▸ SHORT EXERCISE
Reproduce each line exactly. Skip none.

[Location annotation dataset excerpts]
# # #

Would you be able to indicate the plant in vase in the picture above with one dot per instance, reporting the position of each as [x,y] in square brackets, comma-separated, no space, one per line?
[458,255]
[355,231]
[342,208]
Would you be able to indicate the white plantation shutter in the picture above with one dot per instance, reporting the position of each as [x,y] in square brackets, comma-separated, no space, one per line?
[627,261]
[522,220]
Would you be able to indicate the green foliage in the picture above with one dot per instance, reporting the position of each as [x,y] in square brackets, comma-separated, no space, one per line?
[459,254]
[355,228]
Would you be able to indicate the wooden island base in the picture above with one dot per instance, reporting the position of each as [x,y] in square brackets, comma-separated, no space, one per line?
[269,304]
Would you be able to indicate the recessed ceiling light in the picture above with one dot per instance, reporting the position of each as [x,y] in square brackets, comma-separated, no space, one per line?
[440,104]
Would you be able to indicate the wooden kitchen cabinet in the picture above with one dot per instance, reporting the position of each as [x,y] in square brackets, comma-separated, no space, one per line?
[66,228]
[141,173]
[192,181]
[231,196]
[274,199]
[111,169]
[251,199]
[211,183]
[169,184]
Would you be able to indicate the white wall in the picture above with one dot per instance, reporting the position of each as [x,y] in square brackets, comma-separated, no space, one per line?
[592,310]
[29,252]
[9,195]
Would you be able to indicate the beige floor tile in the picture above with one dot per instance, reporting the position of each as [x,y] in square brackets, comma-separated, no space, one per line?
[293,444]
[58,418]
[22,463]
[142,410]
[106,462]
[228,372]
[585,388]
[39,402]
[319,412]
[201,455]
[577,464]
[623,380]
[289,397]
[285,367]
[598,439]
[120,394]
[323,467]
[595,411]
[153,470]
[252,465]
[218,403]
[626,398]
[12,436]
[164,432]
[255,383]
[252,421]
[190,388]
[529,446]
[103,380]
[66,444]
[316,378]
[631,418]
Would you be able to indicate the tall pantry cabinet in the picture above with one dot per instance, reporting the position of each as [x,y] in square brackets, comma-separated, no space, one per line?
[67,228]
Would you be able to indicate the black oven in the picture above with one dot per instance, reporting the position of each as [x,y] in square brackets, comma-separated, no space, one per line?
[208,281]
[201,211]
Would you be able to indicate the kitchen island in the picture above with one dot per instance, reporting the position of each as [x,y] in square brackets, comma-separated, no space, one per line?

# # #

▸ COMPLETE ANSWER
Would you be able to indicate the plant in vase in the picture above with one dot per instance, reporting the position of each as [x,y] in square brackets, comma-separated, no space, one per line?
[458,255]
[355,231]
[342,208]
Would you be able to indicate the white plantation shutter in the picture above with one dot per instance, reporting the position of each as [x,y] in square brackets, comma-separated, no space, one per line?
[627,261]
[522,220]
Would you be able to indicate the green foliage in the picture above with one dot per instance, reporting the position of each as [x,y] in square brackets, comma-separated, no space, one per line?
[459,254]
[355,228]
Would you be able to indicate the wooden island base in the picture above with one dot per instance, reporting the position of each as [x,y] in square brackets, comma-separated, no space, one per line?
[269,304]
Would you be able to indicate the recessed ceiling light in the picture above with one dot per instance, reporting the position of each as [x,y] in square brackets, comma-separated, no space, one per line?
[440,104]
Would you be able to indicate the wooden kitchen cabinet in the picture above with one dot per instance, reporting the position of each as [x,y] in square brackets, comma-separated, no space, one per line?
[66,228]
[141,173]
[192,181]
[231,196]
[274,199]
[111,169]
[251,199]
[211,183]
[169,184]
Would you be able to indicate the white wall in the picture above with one dot per instance, reporting the position of each as [x,y] in square brackets, comma-separated, no space, one per line?
[592,310]
[29,252]
[9,195]
Would you be able to indicate the beige floor tile in the picture above with one dot per instance, reporting the position of each as [x,y] in square brackets, comma-separated, no space, one per line?
[293,444]
[58,418]
[22,463]
[142,410]
[106,462]
[228,372]
[585,388]
[39,402]
[319,412]
[201,455]
[577,464]
[623,380]
[289,397]
[285,367]
[598,439]
[120,394]
[323,467]
[595,411]
[153,470]
[252,465]
[218,403]
[626,398]
[12,436]
[164,432]
[255,383]
[252,421]
[190,388]
[529,446]
[103,380]
[66,444]
[316,378]
[631,418]
Would you be able to indicate the tall pantry cabinet in the picture above with one dot per instance, reporting the position of each as [x,y] in square brackets, comma-separated, no space, one per line?
[67,228]
Would you be able to indicate the black oven in the picture above with one dot per instance, reporting the position of each as [x,y] in square brackets, comma-separated, no space, one per line?
[208,281]
[201,211]
Would you be able to indicate the kitchen island in the picture above with one dot per instance, reporting the position of each as [x,y] in square brackets, comma-separated, no space, one per line?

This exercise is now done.